The task -
Render every line of the material below as a JSON list of strings, one string per line, with blank lines and the pictures omitted.

Material shown -
◇ ◇ ◇ ◇

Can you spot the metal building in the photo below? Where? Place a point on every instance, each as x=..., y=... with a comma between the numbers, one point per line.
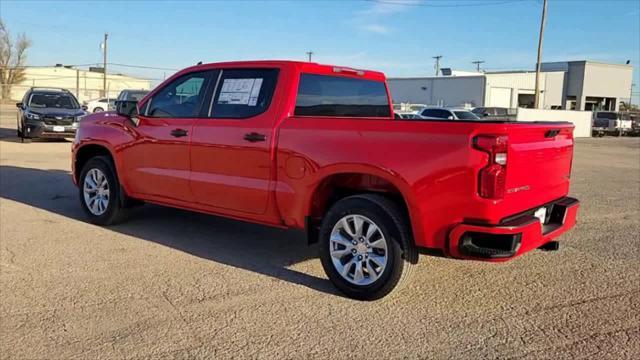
x=573, y=85
x=85, y=84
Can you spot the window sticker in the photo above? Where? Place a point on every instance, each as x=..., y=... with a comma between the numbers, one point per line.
x=240, y=92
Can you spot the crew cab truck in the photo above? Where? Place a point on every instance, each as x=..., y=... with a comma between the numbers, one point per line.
x=316, y=147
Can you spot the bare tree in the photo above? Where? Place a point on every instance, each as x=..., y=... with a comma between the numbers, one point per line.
x=13, y=58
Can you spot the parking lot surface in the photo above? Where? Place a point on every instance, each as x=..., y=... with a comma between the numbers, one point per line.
x=174, y=284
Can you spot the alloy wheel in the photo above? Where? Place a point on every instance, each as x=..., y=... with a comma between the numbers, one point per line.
x=358, y=249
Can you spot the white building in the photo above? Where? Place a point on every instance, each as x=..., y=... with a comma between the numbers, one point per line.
x=85, y=84
x=574, y=85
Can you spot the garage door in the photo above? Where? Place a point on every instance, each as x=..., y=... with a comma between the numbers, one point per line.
x=500, y=97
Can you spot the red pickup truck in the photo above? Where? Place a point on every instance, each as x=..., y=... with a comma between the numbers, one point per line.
x=316, y=147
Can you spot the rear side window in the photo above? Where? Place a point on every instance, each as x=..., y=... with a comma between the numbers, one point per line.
x=436, y=113
x=324, y=95
x=243, y=93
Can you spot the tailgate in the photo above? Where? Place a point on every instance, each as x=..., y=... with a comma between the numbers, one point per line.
x=539, y=164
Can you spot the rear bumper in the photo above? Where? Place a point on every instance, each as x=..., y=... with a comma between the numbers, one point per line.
x=513, y=236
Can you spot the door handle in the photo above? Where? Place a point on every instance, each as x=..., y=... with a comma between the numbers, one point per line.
x=254, y=137
x=179, y=132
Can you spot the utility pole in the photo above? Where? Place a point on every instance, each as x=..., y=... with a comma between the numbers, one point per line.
x=478, y=62
x=78, y=84
x=104, y=66
x=536, y=101
x=437, y=63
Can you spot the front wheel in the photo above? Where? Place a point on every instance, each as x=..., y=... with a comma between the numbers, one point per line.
x=100, y=193
x=366, y=246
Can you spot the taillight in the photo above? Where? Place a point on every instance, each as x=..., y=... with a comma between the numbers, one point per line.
x=491, y=179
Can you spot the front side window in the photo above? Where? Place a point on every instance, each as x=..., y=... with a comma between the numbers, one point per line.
x=243, y=93
x=180, y=98
x=325, y=95
x=52, y=100
x=429, y=113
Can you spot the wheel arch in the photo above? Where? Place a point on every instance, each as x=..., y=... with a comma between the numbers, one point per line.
x=335, y=185
x=88, y=151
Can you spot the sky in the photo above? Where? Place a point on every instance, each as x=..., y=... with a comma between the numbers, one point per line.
x=398, y=37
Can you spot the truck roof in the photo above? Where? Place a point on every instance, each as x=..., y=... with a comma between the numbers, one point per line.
x=302, y=66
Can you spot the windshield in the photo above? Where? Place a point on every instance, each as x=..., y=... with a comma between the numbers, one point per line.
x=136, y=95
x=607, y=115
x=466, y=115
x=60, y=101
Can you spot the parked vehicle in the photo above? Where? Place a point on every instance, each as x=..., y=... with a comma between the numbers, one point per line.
x=316, y=147
x=611, y=123
x=48, y=113
x=448, y=114
x=101, y=104
x=495, y=113
x=132, y=95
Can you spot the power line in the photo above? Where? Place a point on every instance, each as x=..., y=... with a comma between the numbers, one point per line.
x=142, y=67
x=467, y=4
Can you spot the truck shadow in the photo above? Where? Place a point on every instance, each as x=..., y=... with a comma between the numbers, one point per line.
x=252, y=247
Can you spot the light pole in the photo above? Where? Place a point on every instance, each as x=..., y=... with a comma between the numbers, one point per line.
x=104, y=65
x=437, y=63
x=536, y=98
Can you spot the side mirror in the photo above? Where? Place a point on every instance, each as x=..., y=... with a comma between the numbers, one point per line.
x=128, y=108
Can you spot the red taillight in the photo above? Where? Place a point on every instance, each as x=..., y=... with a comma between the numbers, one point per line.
x=492, y=177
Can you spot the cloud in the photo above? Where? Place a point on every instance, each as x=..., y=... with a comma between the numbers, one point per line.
x=376, y=28
x=371, y=19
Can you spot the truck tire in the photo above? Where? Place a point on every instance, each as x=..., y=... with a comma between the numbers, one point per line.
x=100, y=193
x=366, y=247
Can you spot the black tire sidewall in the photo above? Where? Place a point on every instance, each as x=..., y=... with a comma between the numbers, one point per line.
x=103, y=164
x=395, y=264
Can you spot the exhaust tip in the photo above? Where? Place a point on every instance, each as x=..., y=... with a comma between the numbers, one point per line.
x=550, y=246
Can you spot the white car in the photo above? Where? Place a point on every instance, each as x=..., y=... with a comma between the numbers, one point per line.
x=101, y=104
x=448, y=114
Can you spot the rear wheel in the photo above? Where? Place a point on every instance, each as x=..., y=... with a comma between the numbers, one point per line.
x=366, y=247
x=100, y=193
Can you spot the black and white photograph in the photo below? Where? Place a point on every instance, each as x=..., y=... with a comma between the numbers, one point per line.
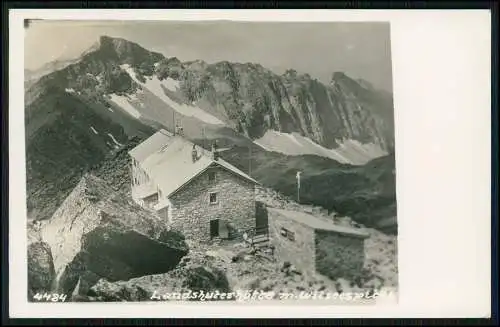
x=249, y=164
x=207, y=161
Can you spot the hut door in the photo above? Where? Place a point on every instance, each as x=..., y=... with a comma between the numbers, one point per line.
x=214, y=228
x=261, y=218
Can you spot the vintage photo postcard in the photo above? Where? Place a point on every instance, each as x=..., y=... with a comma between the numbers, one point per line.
x=206, y=161
x=195, y=161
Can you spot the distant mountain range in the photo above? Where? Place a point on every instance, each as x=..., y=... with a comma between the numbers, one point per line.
x=79, y=111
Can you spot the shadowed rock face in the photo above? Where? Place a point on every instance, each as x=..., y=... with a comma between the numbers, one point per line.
x=41, y=273
x=247, y=97
x=99, y=234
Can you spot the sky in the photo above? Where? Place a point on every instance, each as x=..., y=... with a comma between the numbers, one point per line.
x=361, y=50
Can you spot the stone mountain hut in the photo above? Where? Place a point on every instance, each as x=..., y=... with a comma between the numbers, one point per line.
x=191, y=188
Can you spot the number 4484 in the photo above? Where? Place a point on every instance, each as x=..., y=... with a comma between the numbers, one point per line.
x=50, y=297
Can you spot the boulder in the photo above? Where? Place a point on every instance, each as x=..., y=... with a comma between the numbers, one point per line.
x=97, y=233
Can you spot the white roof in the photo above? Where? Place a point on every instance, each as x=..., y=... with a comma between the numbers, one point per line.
x=316, y=223
x=170, y=163
x=150, y=145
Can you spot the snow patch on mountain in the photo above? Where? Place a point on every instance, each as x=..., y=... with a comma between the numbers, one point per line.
x=171, y=84
x=155, y=86
x=114, y=140
x=123, y=102
x=349, y=152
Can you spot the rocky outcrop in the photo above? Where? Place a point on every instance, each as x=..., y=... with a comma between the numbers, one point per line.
x=97, y=233
x=187, y=283
x=41, y=272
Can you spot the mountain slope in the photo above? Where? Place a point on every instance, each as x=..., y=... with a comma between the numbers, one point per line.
x=246, y=98
x=365, y=193
x=78, y=114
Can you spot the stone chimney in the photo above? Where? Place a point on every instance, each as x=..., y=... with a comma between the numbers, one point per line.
x=194, y=153
x=215, y=153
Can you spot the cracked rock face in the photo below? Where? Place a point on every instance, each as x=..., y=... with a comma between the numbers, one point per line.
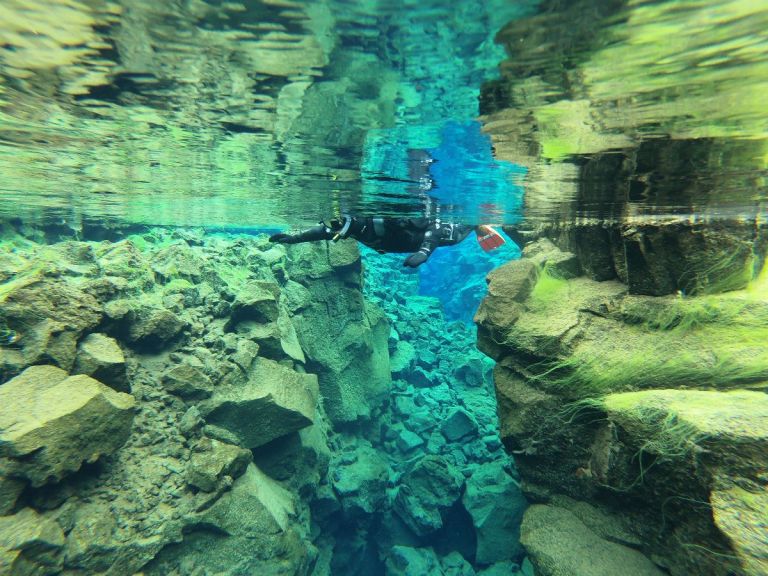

◇ ◇ ◇ ◇

Final result -
[
  "Can you spot the metal building in the photo below? Where? Place a point on every instance, each as x=..., y=... with a comma between the numbers, one point per line.",
  "x=573, y=85",
  "x=85, y=84",
  "Can you spot the window sticker in the photo above? Where? Place a point on every instance, each as x=..., y=... with a comma between the numbers, one point per line.",
  "x=240, y=92",
  "Can you spot the crew cab truck in the photo above? Where? Place a point on every instance, each as x=..., y=... with a comma between the numbers, one point per line.",
  "x=316, y=147",
  "Can you spot the bare tree in the photo above? Where? Place a point on every instance, each as x=..., y=... with a comma between the numbers, one point per line.",
  "x=13, y=58",
  "Can you spot the parking lot surface in the photo above? Where? Place a point on every instance, each as x=..., y=... with a comma between the numbers, one point per line.",
  "x=174, y=284",
  "Can you spot the alloy wheel in the photo above? Where? Place a point on every instance, each as x=..., y=... with a comma between the numbers, one point per line.",
  "x=358, y=249",
  "Can you spot the white building in the photo above? Where? Place a point on every instance, each as x=..., y=... with a comma between the numbers, one point per line.",
  "x=85, y=84",
  "x=574, y=85",
  "Can you spot the garage door in the photo above? Where? Place a point on every instance, each as x=..., y=... with a comma between the numbers, one point per line.",
  "x=500, y=97",
  "Can you spot the red pickup truck in the photo above? Where? Place a point on every instance, each as x=..., y=... with a comma between the numbers, one point per line.",
  "x=316, y=147",
  "Can you spot the rear side window in the photo above? Where? Place a point on every instance, each as x=..., y=... with a comma between the numbers, one point per line.",
  "x=436, y=113",
  "x=324, y=95",
  "x=243, y=93",
  "Can you spot the tailgate in the photo above? Where? Place a point on every instance, each as x=..., y=... with a comma between the numbers, one point per line.",
  "x=539, y=164",
  "Can you spot the rear bumper in the photo above? Where? Place a point on every instance, each as x=..., y=... with a comma between the numbers, one point per line.",
  "x=513, y=236",
  "Can you spot the door handle in the photo above? Where? Place a point on every instance, each as x=..., y=... with a comma between the numbers, one point per line.",
  "x=254, y=137",
  "x=179, y=132",
  "Can you spot the utility pole in the photo above? Where? Place a point on every instance, each as x=..., y=... with a comma between the numbers, one point per line.",
  "x=478, y=62",
  "x=78, y=84",
  "x=104, y=66",
  "x=536, y=101",
  "x=437, y=63",
  "Can you spot the front wheel in the photo above? Where? Place a point on every instance, each as x=..., y=... with a comma between the numbers, one point per line.",
  "x=100, y=193",
  "x=366, y=246",
  "Can you spot the taillight in the photo above? Where? Place a point on every instance, each as x=..., y=... with a comma between the numbers, one point per line.",
  "x=491, y=179",
  "Can you spot the front side window in the photo above? Where? Place a point on every instance, each as x=..., y=... with a comma between the numbers, one point per line.",
  "x=243, y=93",
  "x=180, y=98",
  "x=325, y=95",
  "x=52, y=100",
  "x=429, y=113",
  "Can you spot the wheel arch in the photo above? Where? Place a point on every instance, each as x=..., y=... with a comma between the numbers, one point per line.",
  "x=335, y=185",
  "x=88, y=151",
  "Can you spot the sky in the photo above? Where? Place a point on every instance, each as x=..., y=... with a comma between the numbers, one point per line.",
  "x=398, y=37",
  "Can you spot the truck roof in the photo above? Where? Place a point on every instance, each as x=..., y=... with a comma between the numbers, one point per line.",
  "x=302, y=66",
  "Can you spot the windshield in the photo above? Where? Place a point on every instance, each as x=..., y=... with a comma between the numbers, one point per line.",
  "x=136, y=95",
  "x=607, y=115",
  "x=466, y=115",
  "x=60, y=101",
  "Can you spot the parked vehicle in the photo above? Where? Place a point on every instance, each as x=..., y=... with a comma between the numbers, one point per line.",
  "x=316, y=147",
  "x=611, y=123",
  "x=48, y=113",
  "x=448, y=114",
  "x=101, y=104",
  "x=495, y=113",
  "x=132, y=95",
  "Can you spot the power line in the photo above? Where? Place a point on every instance, each as x=..., y=... with a comma between the numbers, one point per line.",
  "x=142, y=67",
  "x=467, y=4",
  "Can you spot the truck shadow in the photo above? Where? Place a point on every instance, each as x=..., y=... with a comma between the numbers, one point per line.",
  "x=252, y=247",
  "Can you spot the light pole in the photo above? Where? Place a point on every instance, each as x=..., y=... with a comma between the numbers, one point per line.",
  "x=104, y=65",
  "x=437, y=63",
  "x=536, y=98",
  "Can you spot the side mirror in the photo above? Where? Place a point on every instance, each as x=..., y=... with a comma between the numbers, one point per line.",
  "x=128, y=108",
  "Can you spot the red taillight in the photo above? Where? Place a point on every instance, each as x=..., y=... with a comma between the numbers, one point per line.",
  "x=492, y=177",
  "Can you spot the cloud in the photo above? Where? Place a point on every instance, each as x=..., y=... with a comma between the numbers, one point per line.",
  "x=376, y=28",
  "x=371, y=19",
  "Can you spot the truck tire in the photo above? Where? Place a point on every instance, each as x=..., y=... with a comma between the numbers, one point per line.",
  "x=100, y=193",
  "x=366, y=247",
  "Can you spot the black tire sidewall in the photo above? Where? Place a point on every instance, each as x=..., y=... with a comma between the numbers, one point per line.",
  "x=103, y=164",
  "x=395, y=264",
  "Can you spot the exhaust tip in the photo above? Where? Place a point on every instance, each as x=..., y=... with a comma between the numbers, one point per line.",
  "x=550, y=246",
  "Can you spot the white car in the photo above? Where? Place a point on every instance, each as x=..., y=... with a comma between the numbers, one point per line.",
  "x=101, y=104",
  "x=448, y=114",
  "Can you spot the rear wheel in the photo above? Where? Place a point on every instance, each as x=..., y=... with a comma between the numbers, one point per line.",
  "x=366, y=247",
  "x=100, y=193",
  "Can you spot the black and white photograph in the photo below? Where? Place a point on every instance, each as x=..., y=... with a comma between the numbers, one point per line.",
  "x=249, y=164",
  "x=207, y=161",
  "Can you spot the hut door in the photo above? Where? Place a point on every instance, each as x=..., y=... with a comma between the numbers, one point per line.",
  "x=214, y=228",
  "x=261, y=218",
  "Can you spot the vintage photo postcard in the photo above? Where? Place a point on every instance, each as x=..., y=... with a comma between the numbers, one point per line.",
  "x=206, y=161",
  "x=195, y=161",
  "Can you spot the distant mountain range in the photo above? Where? Place a point on every instance, each as x=..., y=... with a comma between the numbers, one point per line.",
  "x=79, y=111",
  "Can you spot the shadowed rock face in the photo above? Where? Place a point on every instance, each as x=..., y=... with a comma between the numbers, one point per line.",
  "x=41, y=273",
  "x=247, y=97",
  "x=99, y=234",
  "Can you spot the sky in the photo above? Where? Place a point on every instance, each as x=..., y=... with a comma between the numbers, one point per line.",
  "x=361, y=50",
  "Can you spot the stone mountain hut in the photo above? Where? Place a point on every instance, each as x=..., y=... with a comma between the numbers, one point per line.",
  "x=191, y=188",
  "Can you spot the number 4484 in the photo above? Where? Place a point on every instance, each as x=..., y=... with a comma between the numbers, one point per line.",
  "x=50, y=297",
  "Can you spot the boulder in the photo above? Where? Place a point on every instance, each as x=..., y=... with a comma between the numbers, one point per line.",
  "x=97, y=233",
  "Can you spot the white roof in the photo above? Where? Place a point on every instance, each as x=..., y=... with a comma between the numbers, one point per line.",
  "x=316, y=223",
  "x=170, y=163",
  "x=150, y=145",
  "Can you spot the snow patch on mountain in the photo above? Where? Place a point on every instance, each as x=..., y=... with a comma between the numbers, one point per line.",
  "x=171, y=84",
  "x=155, y=86",
  "x=114, y=140",
  "x=123, y=102",
  "x=349, y=152",
  "Can you spot the rocky outcrop in the photo above? Where? Place a point on every instance, each as x=..., y=... with a comma between the numbers, one point per line.",
  "x=97, y=233",
  "x=187, y=283",
  "x=41, y=272",
  "Can you spot the mountain slope in the photo above? Where? Place a point on every instance, each as x=..., y=... with a comma between the numbers, one point per line.",
  "x=246, y=98",
  "x=365, y=193",
  "x=78, y=114",
  "Can you spot the stone chimney in the photo above? Where? Place a point on every instance, each as x=..., y=... with a comma between the numbers, one point per line.",
  "x=194, y=153",
  "x=215, y=153",
  "Can you spot the cracked rock face in the photo below? Where? Place a point on every instance, each as x=..., y=... with a comma between the numbers, one point per line."
]